Gather each line of the records that contains the string "masks", and copy those lines out in order.

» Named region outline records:
---

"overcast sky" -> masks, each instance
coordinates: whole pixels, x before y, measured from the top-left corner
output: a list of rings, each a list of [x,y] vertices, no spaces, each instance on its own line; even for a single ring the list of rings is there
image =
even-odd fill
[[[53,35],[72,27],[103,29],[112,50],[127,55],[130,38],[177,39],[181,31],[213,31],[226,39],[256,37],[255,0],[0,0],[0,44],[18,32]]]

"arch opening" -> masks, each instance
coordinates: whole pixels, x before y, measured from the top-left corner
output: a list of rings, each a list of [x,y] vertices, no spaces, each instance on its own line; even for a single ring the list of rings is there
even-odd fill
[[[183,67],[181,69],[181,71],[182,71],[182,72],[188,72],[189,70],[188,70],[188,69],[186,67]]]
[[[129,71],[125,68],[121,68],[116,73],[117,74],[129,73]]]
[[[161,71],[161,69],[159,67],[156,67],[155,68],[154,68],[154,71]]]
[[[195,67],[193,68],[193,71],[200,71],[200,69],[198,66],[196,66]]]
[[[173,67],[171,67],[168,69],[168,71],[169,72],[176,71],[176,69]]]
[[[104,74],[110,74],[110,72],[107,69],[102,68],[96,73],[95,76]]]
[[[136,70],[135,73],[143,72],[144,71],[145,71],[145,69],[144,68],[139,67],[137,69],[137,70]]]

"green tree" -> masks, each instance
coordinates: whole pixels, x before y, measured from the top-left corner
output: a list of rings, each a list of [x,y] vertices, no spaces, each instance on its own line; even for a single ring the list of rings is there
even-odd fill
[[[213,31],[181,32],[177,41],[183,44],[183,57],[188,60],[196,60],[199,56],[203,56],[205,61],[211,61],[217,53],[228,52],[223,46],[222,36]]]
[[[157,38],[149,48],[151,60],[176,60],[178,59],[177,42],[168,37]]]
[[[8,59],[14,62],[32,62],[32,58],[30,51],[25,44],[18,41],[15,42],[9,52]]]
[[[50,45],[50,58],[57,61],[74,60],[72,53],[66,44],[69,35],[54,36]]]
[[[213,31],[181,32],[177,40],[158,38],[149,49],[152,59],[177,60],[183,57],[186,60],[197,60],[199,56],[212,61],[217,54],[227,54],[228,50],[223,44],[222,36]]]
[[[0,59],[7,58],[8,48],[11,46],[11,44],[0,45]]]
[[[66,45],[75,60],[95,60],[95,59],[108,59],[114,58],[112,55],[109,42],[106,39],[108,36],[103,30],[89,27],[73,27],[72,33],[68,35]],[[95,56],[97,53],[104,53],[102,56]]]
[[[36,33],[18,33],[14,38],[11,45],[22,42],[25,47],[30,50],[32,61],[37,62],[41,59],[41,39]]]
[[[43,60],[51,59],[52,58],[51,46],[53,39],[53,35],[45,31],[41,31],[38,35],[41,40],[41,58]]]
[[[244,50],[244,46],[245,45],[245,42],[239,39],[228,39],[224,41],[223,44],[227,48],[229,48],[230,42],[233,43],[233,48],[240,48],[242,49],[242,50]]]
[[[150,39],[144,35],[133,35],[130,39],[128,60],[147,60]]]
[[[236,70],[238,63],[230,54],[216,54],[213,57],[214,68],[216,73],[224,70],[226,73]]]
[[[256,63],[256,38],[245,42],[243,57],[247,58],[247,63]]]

---

» Expected output:
"overcast sky" -> masks, each instance
"arch opening" -> masks, each instance
"green tree" -> masks, each instance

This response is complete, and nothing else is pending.